## LO QUE SE PIDE
Prolonga el texto sobre Holmberg a partir de su última oración.

## TEXTO PARA LEER
Pero la faceta más atrayente–y quizás la menos valorada- es la de escritor de relatos fantásticos. Cuando el canon literario entre los años 1880 y 1900 se reducía al binomio “naturalismo vs. realismo costumbrista”, este ingenioso soñador logró combinar su conocimiento enciclopédico –ese bagaje mítico de exactitudes y clasificaciones- con su desbordada imaginación. De este complemento resultan sus relatos de corte fantástico y policial, que merecen comentarse.
Tras graduarse de médico –profesión que jamás ejerció- casi simultáneamente inicia sus creaciones literarias. Vale destacar “El viaje maravilloso del señor Nic-Nac” (1875), donde un viaje a Marte sirve a Holmberg como excusa –como alguna vez hizo Swift con Los viajes de Gulliver- para efectuar una crítica a la sociedad, sus instituciones y sobre todo la moral de la época. Le siguieron “La pipa de Hoffman”, “El ruiseñor y el artista”, ambas de 1876, y sus novelas El tipo más original (1878) y Filigranas de cera (1884).

## FILAS LISTADAS
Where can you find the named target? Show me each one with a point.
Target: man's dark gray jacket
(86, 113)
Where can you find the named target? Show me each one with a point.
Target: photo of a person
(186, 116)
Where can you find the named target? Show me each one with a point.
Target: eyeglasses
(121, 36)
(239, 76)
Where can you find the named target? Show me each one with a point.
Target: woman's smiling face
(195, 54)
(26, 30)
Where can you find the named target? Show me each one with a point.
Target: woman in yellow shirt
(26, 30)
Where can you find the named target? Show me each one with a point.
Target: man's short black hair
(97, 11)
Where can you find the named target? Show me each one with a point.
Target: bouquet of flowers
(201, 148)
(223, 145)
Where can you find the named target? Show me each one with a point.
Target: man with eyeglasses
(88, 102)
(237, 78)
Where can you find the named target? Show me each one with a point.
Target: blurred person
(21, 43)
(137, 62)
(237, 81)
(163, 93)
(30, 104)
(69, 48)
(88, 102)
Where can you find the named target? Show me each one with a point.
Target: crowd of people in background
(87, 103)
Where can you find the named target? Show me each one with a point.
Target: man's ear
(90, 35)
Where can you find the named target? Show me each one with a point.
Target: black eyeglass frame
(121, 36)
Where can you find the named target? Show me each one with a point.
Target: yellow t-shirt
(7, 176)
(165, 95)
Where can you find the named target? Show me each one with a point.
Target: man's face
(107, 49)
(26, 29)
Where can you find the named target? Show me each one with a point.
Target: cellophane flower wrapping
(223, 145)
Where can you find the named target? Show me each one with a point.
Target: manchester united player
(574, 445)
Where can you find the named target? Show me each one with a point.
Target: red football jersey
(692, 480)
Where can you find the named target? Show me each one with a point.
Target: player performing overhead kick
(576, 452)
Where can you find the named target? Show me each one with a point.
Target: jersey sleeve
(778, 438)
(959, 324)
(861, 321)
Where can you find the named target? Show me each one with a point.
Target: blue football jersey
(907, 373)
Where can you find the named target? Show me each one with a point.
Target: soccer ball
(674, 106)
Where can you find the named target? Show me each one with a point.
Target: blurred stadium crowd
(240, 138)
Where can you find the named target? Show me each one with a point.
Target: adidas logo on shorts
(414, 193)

## RESPUESTA
En estas originalísimas narraciones imperan sus excéntricas tramas que invitan siempre a la lectura grata y amena. Anticonvencional, su estilo es ligero y desarticulado. Lejos de ser un consumado estilista, Holmberg evita los tecnicismos académicos aunque en más de una ocasión introduce en pasajes, explicaciones de problemas científicos que entorpecen un poco el ritmo de la historia. Estos defectos además de producir cierta rigidez, son propensos a las reiteraciones y diálogos monotemáticos. Escribió mucho. La mayoría de su ocurrente producción apareció en la prensa periódica antes de publicarlos como libros. En esos años, próximos a su etapa final, colaboró en La Nación, La Prensa, Tribuna, El Tiempo, La época, Caras y Caretas, Fray Mocho y La ondina del plata.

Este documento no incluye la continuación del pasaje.